▸ Exercise:
Please count how many lines of the records below contain the string "moss", treating uppercase and lowercase as different, and reply with only that number.

▸ Record extracts:
※ ※ ※
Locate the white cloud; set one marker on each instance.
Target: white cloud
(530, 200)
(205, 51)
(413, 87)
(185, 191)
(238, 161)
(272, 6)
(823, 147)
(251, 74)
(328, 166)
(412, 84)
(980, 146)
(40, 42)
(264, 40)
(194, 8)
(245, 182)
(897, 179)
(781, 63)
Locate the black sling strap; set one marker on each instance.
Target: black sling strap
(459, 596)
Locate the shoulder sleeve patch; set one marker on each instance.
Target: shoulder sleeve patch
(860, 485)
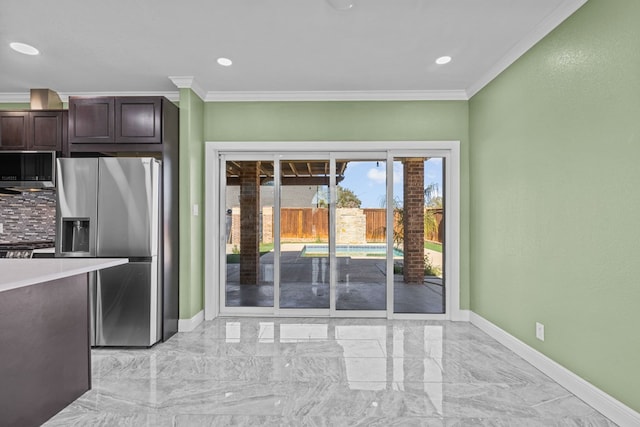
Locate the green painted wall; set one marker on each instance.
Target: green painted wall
(555, 198)
(351, 121)
(191, 192)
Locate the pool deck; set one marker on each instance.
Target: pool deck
(361, 285)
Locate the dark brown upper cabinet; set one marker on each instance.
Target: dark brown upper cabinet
(14, 129)
(46, 130)
(32, 130)
(104, 124)
(91, 120)
(139, 120)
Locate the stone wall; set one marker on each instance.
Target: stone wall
(29, 216)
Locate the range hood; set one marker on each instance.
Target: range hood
(45, 99)
(27, 170)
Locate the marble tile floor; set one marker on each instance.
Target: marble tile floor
(323, 372)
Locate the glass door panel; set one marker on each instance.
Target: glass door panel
(360, 234)
(304, 234)
(418, 235)
(248, 212)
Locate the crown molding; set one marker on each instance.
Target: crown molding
(555, 18)
(12, 97)
(188, 82)
(401, 95)
(64, 96)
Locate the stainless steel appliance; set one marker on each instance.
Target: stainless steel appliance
(27, 169)
(110, 207)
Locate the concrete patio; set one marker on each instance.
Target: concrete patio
(361, 285)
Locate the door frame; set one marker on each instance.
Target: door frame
(449, 150)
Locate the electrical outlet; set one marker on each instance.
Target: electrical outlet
(540, 331)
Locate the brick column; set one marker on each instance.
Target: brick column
(267, 224)
(249, 222)
(413, 220)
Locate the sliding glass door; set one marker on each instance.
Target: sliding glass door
(335, 233)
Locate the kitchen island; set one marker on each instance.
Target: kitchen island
(45, 359)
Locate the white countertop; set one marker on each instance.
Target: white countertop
(17, 273)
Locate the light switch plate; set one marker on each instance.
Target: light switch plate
(540, 331)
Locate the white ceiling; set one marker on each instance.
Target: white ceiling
(281, 49)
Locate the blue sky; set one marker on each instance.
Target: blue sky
(367, 179)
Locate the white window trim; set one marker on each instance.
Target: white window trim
(449, 149)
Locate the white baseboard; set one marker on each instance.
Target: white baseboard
(611, 408)
(461, 315)
(188, 325)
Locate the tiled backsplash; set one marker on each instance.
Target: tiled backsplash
(29, 216)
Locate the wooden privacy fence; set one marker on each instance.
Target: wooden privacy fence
(312, 224)
(304, 224)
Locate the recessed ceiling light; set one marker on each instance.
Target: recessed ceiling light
(443, 60)
(27, 49)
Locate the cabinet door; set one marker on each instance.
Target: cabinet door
(91, 120)
(45, 132)
(14, 130)
(138, 120)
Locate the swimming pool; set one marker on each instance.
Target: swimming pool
(363, 250)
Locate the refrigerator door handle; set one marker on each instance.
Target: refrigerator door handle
(98, 327)
(92, 308)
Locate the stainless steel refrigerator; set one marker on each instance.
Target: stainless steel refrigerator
(110, 207)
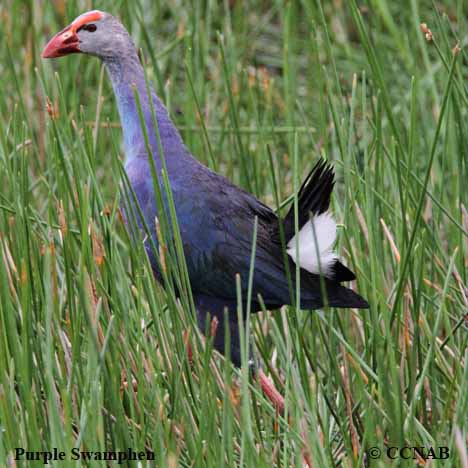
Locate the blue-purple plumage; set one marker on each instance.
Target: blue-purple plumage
(215, 217)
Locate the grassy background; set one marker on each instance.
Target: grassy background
(92, 350)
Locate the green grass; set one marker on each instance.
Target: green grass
(92, 351)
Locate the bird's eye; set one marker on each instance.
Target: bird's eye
(88, 27)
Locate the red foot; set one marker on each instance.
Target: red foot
(269, 389)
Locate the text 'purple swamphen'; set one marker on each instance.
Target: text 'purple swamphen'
(216, 218)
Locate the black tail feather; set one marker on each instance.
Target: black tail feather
(341, 273)
(313, 197)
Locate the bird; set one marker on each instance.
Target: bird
(217, 219)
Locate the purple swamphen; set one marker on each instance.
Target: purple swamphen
(215, 217)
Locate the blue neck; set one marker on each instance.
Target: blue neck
(127, 77)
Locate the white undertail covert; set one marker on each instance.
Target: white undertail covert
(317, 236)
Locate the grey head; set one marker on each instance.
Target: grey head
(95, 33)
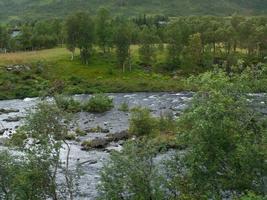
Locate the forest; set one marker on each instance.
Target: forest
(95, 105)
(21, 10)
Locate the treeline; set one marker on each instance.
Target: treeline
(183, 42)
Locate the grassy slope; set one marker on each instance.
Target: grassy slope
(17, 9)
(50, 68)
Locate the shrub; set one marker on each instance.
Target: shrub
(68, 104)
(142, 122)
(98, 104)
(131, 174)
(124, 107)
(166, 123)
(80, 132)
(227, 141)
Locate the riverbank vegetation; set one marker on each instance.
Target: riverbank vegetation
(100, 53)
(225, 154)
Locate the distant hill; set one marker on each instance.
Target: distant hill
(35, 9)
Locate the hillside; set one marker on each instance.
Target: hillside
(26, 9)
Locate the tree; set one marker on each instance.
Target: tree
(122, 41)
(148, 39)
(35, 173)
(227, 143)
(25, 38)
(194, 51)
(4, 39)
(175, 45)
(80, 30)
(103, 29)
(131, 174)
(71, 27)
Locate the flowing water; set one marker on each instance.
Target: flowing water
(114, 121)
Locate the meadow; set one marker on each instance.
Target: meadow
(52, 70)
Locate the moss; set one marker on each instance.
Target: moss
(70, 136)
(98, 103)
(80, 132)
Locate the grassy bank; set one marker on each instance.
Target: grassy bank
(43, 72)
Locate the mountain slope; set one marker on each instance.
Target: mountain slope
(17, 9)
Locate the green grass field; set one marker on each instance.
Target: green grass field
(52, 70)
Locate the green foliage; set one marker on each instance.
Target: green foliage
(68, 104)
(81, 34)
(124, 107)
(122, 42)
(47, 9)
(141, 122)
(80, 132)
(252, 196)
(131, 174)
(33, 174)
(227, 144)
(192, 55)
(17, 139)
(98, 103)
(148, 39)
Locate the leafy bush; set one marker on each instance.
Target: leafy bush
(98, 104)
(124, 107)
(68, 104)
(227, 144)
(131, 174)
(167, 123)
(142, 122)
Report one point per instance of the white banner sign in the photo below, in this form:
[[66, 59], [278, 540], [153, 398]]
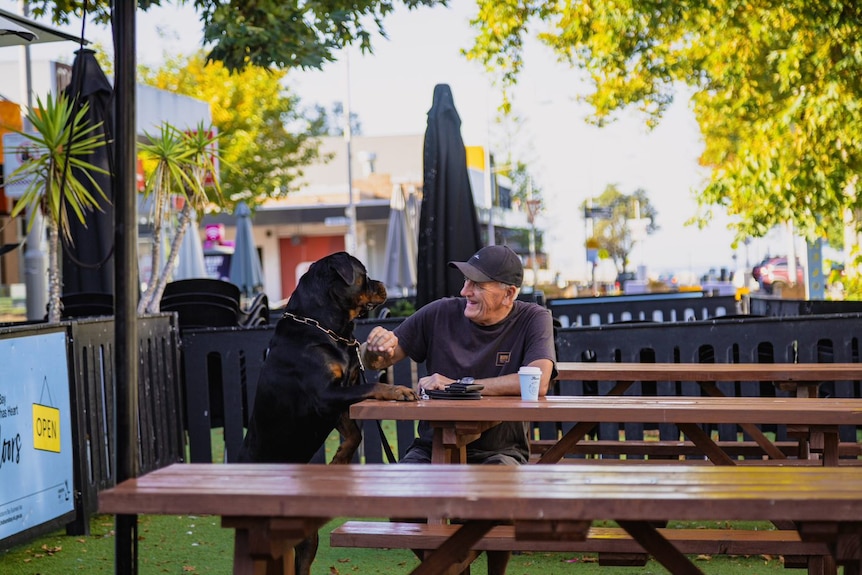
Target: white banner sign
[[36, 465]]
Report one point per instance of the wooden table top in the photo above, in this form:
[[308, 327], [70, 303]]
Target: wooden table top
[[621, 409], [528, 492], [784, 372]]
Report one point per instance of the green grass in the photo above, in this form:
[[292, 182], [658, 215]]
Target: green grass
[[199, 545], [188, 544]]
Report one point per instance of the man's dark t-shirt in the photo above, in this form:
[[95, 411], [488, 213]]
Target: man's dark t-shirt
[[452, 345]]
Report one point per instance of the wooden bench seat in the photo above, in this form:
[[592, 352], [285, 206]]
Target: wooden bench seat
[[664, 448], [612, 544]]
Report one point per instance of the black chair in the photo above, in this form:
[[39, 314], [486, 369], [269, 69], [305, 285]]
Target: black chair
[[87, 304], [202, 302], [204, 314], [202, 285]]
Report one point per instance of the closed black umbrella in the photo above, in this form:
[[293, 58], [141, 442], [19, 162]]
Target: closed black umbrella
[[448, 224], [245, 270], [88, 265]]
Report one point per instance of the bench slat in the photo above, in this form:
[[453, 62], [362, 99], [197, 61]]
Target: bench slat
[[400, 535]]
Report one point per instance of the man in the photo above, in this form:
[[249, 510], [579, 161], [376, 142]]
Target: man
[[486, 334]]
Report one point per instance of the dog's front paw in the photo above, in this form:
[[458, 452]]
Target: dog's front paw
[[397, 393]]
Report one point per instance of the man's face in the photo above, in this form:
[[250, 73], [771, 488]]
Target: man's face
[[487, 302]]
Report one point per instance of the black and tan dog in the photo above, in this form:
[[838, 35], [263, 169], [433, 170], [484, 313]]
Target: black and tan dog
[[312, 373]]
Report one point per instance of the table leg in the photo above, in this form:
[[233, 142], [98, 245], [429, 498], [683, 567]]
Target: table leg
[[660, 548], [455, 553], [265, 545], [702, 439], [751, 429], [565, 444]]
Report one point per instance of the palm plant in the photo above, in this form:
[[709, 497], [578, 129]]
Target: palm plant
[[181, 162], [58, 177]]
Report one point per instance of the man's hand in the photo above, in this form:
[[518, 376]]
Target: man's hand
[[381, 349], [435, 381]]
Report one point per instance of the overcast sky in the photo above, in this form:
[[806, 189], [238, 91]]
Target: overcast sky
[[391, 92]]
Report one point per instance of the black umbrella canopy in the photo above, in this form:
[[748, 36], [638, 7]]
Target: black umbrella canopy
[[448, 224], [88, 264]]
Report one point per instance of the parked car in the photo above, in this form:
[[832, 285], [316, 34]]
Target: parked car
[[774, 273]]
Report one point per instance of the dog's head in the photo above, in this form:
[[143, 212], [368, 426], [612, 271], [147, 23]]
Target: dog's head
[[342, 279]]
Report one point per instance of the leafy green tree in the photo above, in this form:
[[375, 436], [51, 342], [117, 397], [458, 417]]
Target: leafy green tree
[[266, 33], [616, 235], [270, 136], [57, 176], [777, 90]]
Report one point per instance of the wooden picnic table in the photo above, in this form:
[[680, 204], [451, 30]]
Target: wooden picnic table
[[272, 507], [803, 378], [458, 422]]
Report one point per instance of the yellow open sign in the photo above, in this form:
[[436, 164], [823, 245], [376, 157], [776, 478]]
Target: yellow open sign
[[46, 428]]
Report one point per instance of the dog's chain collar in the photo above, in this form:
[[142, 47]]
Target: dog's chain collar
[[354, 343]]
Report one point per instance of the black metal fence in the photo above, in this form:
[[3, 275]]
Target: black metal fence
[[91, 376], [656, 307], [206, 378], [801, 339]]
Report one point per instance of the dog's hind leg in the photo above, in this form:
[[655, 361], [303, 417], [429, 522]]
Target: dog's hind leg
[[351, 437]]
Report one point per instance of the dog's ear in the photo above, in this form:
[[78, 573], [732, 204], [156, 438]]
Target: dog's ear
[[342, 264]]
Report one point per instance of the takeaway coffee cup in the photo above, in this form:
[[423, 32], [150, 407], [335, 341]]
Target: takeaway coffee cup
[[530, 378]]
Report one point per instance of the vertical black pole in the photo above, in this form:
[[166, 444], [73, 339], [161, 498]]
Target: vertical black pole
[[125, 278]]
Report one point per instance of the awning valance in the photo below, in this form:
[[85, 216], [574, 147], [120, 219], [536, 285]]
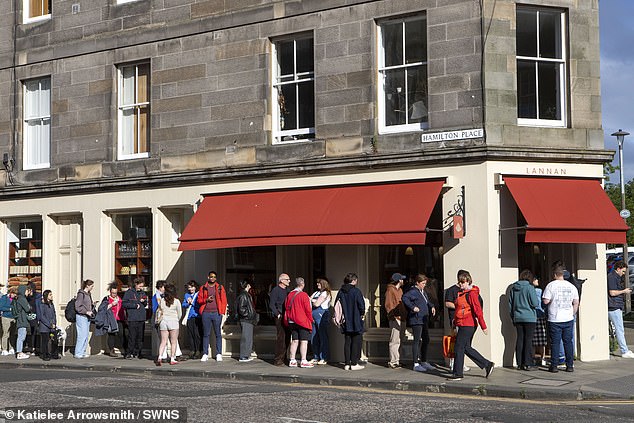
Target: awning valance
[[388, 213], [566, 210]]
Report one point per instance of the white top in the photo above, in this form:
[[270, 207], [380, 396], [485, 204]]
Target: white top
[[326, 304], [174, 312], [561, 294]]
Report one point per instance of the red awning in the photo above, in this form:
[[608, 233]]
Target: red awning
[[391, 213], [566, 210]]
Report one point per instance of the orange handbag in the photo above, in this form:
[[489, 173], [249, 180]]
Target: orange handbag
[[448, 345]]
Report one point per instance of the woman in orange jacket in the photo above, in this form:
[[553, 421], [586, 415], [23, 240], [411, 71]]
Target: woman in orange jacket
[[468, 316]]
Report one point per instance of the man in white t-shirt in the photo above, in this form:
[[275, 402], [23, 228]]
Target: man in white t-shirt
[[562, 299]]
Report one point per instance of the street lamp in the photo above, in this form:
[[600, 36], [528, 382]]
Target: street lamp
[[620, 137]]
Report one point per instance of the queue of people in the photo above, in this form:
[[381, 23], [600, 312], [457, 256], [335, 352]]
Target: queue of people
[[539, 317]]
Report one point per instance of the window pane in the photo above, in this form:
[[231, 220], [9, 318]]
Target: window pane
[[305, 55], [288, 108], [526, 90], [393, 43], [143, 130], [549, 94], [285, 58], [45, 97], [127, 131], [43, 147], [31, 105], [127, 89], [30, 142], [35, 8], [417, 94], [395, 107], [526, 33], [415, 41], [550, 35], [306, 105], [142, 84]]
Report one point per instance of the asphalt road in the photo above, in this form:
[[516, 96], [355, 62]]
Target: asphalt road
[[211, 400]]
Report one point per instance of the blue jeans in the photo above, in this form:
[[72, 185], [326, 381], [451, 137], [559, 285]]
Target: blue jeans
[[616, 317], [561, 332], [212, 320], [83, 328], [319, 337], [562, 357], [20, 341]]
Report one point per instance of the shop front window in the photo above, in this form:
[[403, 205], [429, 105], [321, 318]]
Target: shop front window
[[408, 261], [25, 253], [133, 249], [258, 265]]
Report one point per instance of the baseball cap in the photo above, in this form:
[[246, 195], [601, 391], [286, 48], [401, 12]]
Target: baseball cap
[[398, 277]]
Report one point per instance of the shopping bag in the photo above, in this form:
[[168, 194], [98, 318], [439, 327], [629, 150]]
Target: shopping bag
[[448, 345]]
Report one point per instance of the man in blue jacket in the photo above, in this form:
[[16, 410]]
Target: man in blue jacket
[[418, 309]]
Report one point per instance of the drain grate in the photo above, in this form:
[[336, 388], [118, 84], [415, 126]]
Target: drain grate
[[546, 382]]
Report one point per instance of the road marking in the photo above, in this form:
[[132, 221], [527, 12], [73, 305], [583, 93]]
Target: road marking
[[465, 396]]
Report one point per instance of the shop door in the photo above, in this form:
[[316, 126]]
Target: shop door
[[69, 259]]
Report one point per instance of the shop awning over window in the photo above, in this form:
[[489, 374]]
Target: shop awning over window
[[390, 213], [566, 210]]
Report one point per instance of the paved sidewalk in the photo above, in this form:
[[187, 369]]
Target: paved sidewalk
[[607, 380]]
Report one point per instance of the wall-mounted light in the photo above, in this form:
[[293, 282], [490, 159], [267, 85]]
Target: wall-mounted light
[[7, 162]]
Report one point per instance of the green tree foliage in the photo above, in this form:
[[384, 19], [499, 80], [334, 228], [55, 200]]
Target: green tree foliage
[[614, 192]]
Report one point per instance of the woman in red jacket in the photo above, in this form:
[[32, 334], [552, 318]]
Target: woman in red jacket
[[468, 316], [299, 318], [212, 303]]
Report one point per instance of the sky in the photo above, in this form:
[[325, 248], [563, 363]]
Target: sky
[[616, 25]]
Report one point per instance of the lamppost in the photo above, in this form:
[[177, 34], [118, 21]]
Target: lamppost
[[625, 213]]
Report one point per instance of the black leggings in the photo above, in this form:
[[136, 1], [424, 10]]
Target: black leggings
[[421, 341], [524, 343], [352, 347]]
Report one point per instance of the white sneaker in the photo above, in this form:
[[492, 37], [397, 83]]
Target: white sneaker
[[418, 367]]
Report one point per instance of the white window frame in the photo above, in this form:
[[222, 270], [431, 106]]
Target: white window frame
[[298, 77], [563, 62], [26, 12], [136, 105], [381, 67], [41, 119]]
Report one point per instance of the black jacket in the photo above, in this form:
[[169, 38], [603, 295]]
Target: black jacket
[[134, 302], [244, 308], [278, 297]]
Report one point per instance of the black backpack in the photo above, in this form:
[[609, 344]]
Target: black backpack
[[70, 313]]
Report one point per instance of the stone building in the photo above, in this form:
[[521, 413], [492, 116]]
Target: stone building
[[253, 137]]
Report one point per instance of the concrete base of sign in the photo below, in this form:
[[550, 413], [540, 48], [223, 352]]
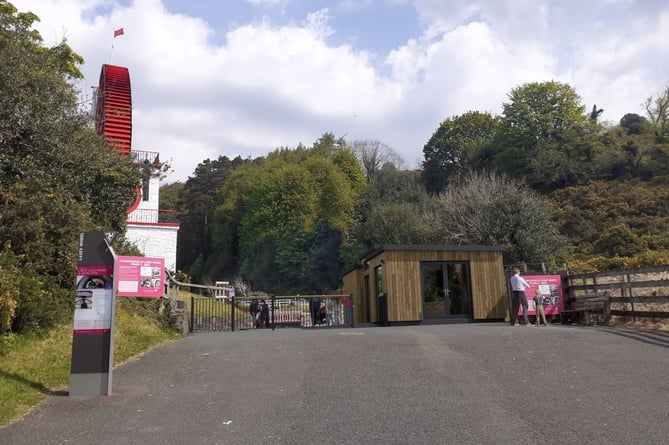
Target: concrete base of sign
[[89, 384]]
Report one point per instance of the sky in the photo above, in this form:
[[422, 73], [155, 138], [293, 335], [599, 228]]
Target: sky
[[245, 77]]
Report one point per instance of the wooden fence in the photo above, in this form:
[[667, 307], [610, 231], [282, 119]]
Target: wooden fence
[[635, 293]]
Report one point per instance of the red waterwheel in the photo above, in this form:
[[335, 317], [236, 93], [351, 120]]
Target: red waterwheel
[[114, 113], [114, 107]]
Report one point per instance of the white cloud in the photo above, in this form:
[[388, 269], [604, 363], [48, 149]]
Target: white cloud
[[201, 92]]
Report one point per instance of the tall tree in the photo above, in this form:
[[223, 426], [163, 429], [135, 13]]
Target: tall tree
[[658, 112], [373, 155], [57, 176], [292, 213], [196, 208], [536, 113], [488, 209]]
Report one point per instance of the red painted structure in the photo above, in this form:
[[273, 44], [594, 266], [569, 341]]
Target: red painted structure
[[114, 107]]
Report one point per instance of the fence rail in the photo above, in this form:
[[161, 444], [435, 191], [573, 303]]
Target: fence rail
[[237, 313], [635, 293]]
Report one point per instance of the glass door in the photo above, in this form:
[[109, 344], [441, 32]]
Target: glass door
[[445, 287]]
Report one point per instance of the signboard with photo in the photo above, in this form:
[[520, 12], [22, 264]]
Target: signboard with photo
[[140, 277]]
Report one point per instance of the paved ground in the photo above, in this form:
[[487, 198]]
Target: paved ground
[[438, 384]]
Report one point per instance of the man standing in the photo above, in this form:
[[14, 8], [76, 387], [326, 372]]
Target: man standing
[[518, 286]]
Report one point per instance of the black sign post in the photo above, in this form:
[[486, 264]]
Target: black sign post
[[93, 333]]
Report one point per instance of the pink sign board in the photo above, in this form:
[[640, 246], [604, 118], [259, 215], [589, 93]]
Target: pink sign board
[[550, 287], [140, 277]]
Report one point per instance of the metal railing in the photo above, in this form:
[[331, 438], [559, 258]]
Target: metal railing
[[240, 313], [151, 216]]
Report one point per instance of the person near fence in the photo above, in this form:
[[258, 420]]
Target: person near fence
[[329, 312], [264, 314], [254, 310], [518, 286], [539, 307]]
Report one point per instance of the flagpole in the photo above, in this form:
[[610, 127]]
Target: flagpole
[[117, 32]]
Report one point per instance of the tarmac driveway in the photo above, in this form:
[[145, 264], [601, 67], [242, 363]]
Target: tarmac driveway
[[438, 384]]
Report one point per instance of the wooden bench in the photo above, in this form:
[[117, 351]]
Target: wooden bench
[[589, 308]]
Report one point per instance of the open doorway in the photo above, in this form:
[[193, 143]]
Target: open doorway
[[446, 290]]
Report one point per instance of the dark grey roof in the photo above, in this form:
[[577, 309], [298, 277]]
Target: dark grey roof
[[430, 247]]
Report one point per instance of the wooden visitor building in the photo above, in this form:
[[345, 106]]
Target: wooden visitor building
[[396, 284]]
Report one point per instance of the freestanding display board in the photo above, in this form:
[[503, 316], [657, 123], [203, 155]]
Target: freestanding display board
[[93, 333]]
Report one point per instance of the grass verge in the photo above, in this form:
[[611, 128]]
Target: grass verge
[[34, 366]]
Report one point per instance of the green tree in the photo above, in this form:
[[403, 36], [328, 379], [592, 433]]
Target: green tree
[[291, 216], [536, 113], [57, 176], [373, 155], [453, 148], [196, 204], [658, 112]]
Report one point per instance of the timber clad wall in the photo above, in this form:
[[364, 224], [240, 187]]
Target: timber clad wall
[[354, 285], [401, 270]]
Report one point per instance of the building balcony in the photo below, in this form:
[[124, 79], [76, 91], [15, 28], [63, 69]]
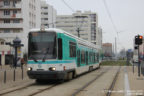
※ ※ ※
▸ Expected answer:
2